#### WORK ORDER
Where a line looks odd, keep it as it is and transcribe all the material.

#### MATERIAL FOR THE TASK
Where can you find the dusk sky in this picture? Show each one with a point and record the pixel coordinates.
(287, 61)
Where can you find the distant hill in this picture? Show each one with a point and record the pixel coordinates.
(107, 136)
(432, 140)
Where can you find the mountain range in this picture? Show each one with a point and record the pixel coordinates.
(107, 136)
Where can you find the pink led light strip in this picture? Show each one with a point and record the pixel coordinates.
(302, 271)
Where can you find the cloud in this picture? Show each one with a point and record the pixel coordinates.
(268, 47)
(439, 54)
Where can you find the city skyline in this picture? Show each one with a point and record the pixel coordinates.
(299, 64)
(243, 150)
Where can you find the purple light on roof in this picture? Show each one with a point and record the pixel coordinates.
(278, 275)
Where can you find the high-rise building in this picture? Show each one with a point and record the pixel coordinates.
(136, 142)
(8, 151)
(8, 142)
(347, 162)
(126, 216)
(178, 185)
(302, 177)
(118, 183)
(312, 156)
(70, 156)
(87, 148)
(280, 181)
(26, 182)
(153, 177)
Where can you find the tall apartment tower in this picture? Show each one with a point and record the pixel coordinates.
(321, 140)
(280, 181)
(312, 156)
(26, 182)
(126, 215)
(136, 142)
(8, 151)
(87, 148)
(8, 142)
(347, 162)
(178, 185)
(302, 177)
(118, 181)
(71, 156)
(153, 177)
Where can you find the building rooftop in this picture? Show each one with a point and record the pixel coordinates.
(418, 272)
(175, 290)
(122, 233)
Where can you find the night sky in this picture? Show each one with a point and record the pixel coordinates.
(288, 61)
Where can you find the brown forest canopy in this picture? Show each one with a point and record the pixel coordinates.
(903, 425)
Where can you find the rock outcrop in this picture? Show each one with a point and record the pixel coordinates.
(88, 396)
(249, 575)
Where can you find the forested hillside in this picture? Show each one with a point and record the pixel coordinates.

#### COMPLETED TASK
Where can you find the dusk sky in this picture? Show each one with a point and record the pixel coordinates.
(287, 61)
Where can you find the distant hill in this picture? Show each one with a point and record the pixel coordinates.
(107, 136)
(432, 140)
Where can you find the mountain range in this picture? Show each one with a point and record the pixel coordinates.
(107, 136)
Where can you find the pink led light strip in this picture? Show each one with a point and record the pixel coordinates.
(302, 271)
Where can you find the cloud in this picture? Show each one with a point and record the pixel coordinates.
(268, 47)
(439, 54)
Where can you find the city skyline in this picture? Show each one with a point and record the pixel coordinates.
(299, 64)
(243, 150)
Where can you find the purple light on roof in this picture? Show each one with a point and record the pixel coordinates.
(278, 275)
Where can you find the high-rise building in this picture? Show each one with a point and record the pixel coordinates.
(136, 142)
(8, 151)
(8, 142)
(347, 162)
(126, 216)
(178, 185)
(302, 177)
(118, 183)
(312, 156)
(70, 156)
(87, 148)
(280, 181)
(26, 182)
(153, 177)
Where can you find the tall apartment tower in this picture? Show each one with a point and record the pixel coordinates.
(321, 140)
(280, 181)
(312, 156)
(26, 182)
(126, 215)
(136, 142)
(8, 151)
(87, 148)
(8, 142)
(347, 162)
(178, 185)
(302, 177)
(118, 181)
(71, 156)
(153, 177)
Where can you find the building rooftop in this picture? Show each one with a point and record the pixel coordinates.
(418, 272)
(175, 290)
(122, 233)
Where can you find the night sky in this picture? Show each one with a point and record the pixel coordinates.
(288, 61)
Where can you find the brown forest canopy in this picture? Show each one with a point and record the pixel coordinates.
(903, 425)
Where can you find the rock outcrop in this picture? Show each one with a point and record the pixel coordinates.
(88, 396)
(249, 575)
Where can you find the forested hillside in this picture? Show each one with a point and record the pixel coordinates.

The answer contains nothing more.